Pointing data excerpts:
====================

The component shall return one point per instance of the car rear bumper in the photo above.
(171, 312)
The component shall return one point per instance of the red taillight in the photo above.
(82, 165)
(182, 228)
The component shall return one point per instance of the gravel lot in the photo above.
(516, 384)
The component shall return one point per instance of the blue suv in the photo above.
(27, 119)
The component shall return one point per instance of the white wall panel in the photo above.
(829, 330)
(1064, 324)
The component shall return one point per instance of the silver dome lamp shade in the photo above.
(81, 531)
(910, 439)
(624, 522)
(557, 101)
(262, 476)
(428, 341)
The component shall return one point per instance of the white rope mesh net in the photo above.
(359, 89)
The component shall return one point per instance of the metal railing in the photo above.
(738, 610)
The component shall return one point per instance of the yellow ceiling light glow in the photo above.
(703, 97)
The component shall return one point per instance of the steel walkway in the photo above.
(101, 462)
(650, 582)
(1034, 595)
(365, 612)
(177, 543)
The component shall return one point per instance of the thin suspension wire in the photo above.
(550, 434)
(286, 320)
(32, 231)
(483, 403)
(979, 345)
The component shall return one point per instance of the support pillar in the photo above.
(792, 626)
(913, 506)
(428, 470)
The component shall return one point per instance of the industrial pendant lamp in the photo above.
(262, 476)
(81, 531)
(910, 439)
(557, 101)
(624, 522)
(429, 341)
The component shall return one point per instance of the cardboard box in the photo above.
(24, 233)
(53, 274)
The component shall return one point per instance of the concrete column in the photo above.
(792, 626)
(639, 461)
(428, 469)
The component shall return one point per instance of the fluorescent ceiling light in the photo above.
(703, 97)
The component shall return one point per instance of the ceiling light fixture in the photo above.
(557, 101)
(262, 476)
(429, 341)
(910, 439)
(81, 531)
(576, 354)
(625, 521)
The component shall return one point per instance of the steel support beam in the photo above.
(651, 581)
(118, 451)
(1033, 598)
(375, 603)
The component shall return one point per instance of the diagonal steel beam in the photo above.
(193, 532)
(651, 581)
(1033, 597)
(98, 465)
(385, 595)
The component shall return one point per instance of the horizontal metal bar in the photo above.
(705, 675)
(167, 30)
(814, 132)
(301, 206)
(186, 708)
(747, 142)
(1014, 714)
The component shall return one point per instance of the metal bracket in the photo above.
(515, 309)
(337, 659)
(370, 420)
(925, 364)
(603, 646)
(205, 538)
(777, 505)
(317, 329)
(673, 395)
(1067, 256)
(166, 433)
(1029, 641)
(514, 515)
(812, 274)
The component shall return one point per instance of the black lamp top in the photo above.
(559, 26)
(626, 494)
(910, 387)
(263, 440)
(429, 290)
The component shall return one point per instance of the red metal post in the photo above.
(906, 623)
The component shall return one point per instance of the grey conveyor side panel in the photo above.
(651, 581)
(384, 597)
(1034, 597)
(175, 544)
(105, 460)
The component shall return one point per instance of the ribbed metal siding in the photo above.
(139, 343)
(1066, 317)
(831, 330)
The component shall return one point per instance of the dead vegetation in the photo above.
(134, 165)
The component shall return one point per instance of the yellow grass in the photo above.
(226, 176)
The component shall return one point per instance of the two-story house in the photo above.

====================

▶ [DIRECTIONS]: Can you turn the lines above into a Markdown table with the columns "Row" and "Line," giving each line its row number and leaving out blank lines?

▶ [OUTPUT BELOW]:
| Row | Line |
|---|---|
| 1 | The component shall return one point per instance of the car rear bumper in the photo above. |
| 2 | (171, 312) |
| 3 | The component shall return one point per instance of the red taillight in the photo above. |
| 4 | (82, 165) |
| 5 | (182, 228) |
| 6 | The component shall return one point per instance of the gravel lot in the photo above. |
| 7 | (516, 384) |
| 8 | The component shall return one point per instance of the blue suv in the photo above. |
| 9 | (27, 119) |
| 10 | The component shall return one point per instance of the white wall panel in the photo above. |
| 11 | (829, 330) |
| 12 | (1064, 324) |
| 13 | The component shall return one point per instance of the silver dome lamp shade in the photo above. |
| 14 | (81, 531) |
| 15 | (910, 439) |
| 16 | (624, 522) |
| 17 | (557, 101) |
| 18 | (262, 476) |
| 19 | (428, 341) |
| 20 | The component shall return one point per instance of the white rope mesh net in the photo above. |
| 21 | (359, 89) |
| 22 | The component shall return one point per instance of the metal railing in the photo above. |
| 23 | (738, 610) |
| 24 | The component shall return one point per instance of the yellow ceiling light glow in the photo above. |
| 25 | (703, 97) |
| 26 | The component shall return one point per instance of the steel walkway in the photo above. |
| 27 | (101, 462) |
| 28 | (650, 582) |
| 29 | (1034, 595) |
| 30 | (365, 612) |
| 31 | (177, 543) |
| 32 | The component shall return one point per instance of the thin suspension wire in the photo above. |
| 33 | (550, 434) |
| 34 | (286, 320) |
| 35 | (32, 231) |
| 36 | (483, 403) |
| 37 | (979, 345) |
| 38 | The component shall return one point per instance of the support pillar in the photo above. |
| 39 | (792, 626) |
| 40 | (913, 506) |
| 41 | (428, 470) |
| 42 | The component shall return one point per instance of the industrial pendant lamp in the photo above. |
| 43 | (262, 476) |
| 44 | (81, 531) |
| 45 | (910, 439) |
| 46 | (557, 101) |
| 47 | (624, 522) |
| 48 | (429, 341) |
| 49 | The component shall return one point per instance of the cardboard box in the photo above. |
| 50 | (24, 233) |
| 51 | (53, 274) |
| 52 | The component shall return one point per instance of the concrete column in the photo above. |
| 53 | (792, 626) |
| 54 | (639, 461) |
| 55 | (428, 469) |
| 56 | The component shall return one point per instance of the fluorescent ceiling light in the photo above. |
| 57 | (703, 97) |
| 58 | The component shall return one point per instance of the ceiling light fixture in the photo above. |
| 59 | (557, 101) |
| 60 | (262, 476) |
| 61 | (429, 341) |
| 62 | (910, 439) |
| 63 | (81, 531) |
| 64 | (576, 354) |
| 65 | (625, 521) |
| 66 | The component shall return one point per instance of the steel support beam in the photo above. |
| 67 | (651, 581) |
| 68 | (118, 451) |
| 69 | (1033, 598) |
| 70 | (375, 603) |
| 71 | The component shall return one point per instance of the diagonal steel beam in the photo above. |
| 72 | (193, 532) |
| 73 | (651, 581) |
| 74 | (1033, 597) |
| 75 | (98, 465) |
| 76 | (385, 595) |
| 77 | The component shall return one point per instance of the horizontal metal bar in the photo above. |
| 78 | (705, 675) |
| 79 | (167, 30) |
| 80 | (814, 132) |
| 81 | (301, 206) |
| 82 | (186, 708) |
| 83 | (747, 142) |
| 84 | (1014, 714) |
| 85 | The component shall return one point per instance of the metal bracket in the photo above. |
| 86 | (515, 309) |
| 87 | (337, 659) |
| 88 | (370, 420) |
| 89 | (925, 364) |
| 90 | (603, 646) |
| 91 | (205, 538) |
| 92 | (777, 505) |
| 93 | (317, 329) |
| 94 | (673, 395) |
| 95 | (1067, 256) |
| 96 | (166, 433) |
| 97 | (1029, 641) |
| 98 | (514, 515) |
| 99 | (812, 274) |
| 100 | The component shall return one point per instance of the black lamp top in the photo above. |
| 101 | (559, 26) |
| 102 | (626, 494) |
| 103 | (910, 387) |
| 104 | (263, 440) |
| 105 | (429, 290) |
| 106 | The component shall return one point per instance of the red metal post in the photo above. |
| 107 | (906, 623) |
| 108 | The component shall return one point per instance of the grey conveyor side panel in the photo above. |
| 109 | (651, 581) |
| 110 | (384, 597) |
| 111 | (1034, 597) |
| 112 | (175, 544) |
| 113 | (105, 460) |
| 114 | The component shall return one point per instance of the ribbed metal siding in the photo above. |
| 115 | (139, 343) |
| 116 | (1066, 317) |
| 117 | (831, 330) |
| 118 | The component shall return one point per instance of the dead vegetation in the photo above. |
| 119 | (134, 165) |
| 120 | The component shall return one point per instance of the yellow grass in the photo above. |
| 121 | (226, 176) |
| 122 | The component shall return one point per instance of the two-story house in the photo above. |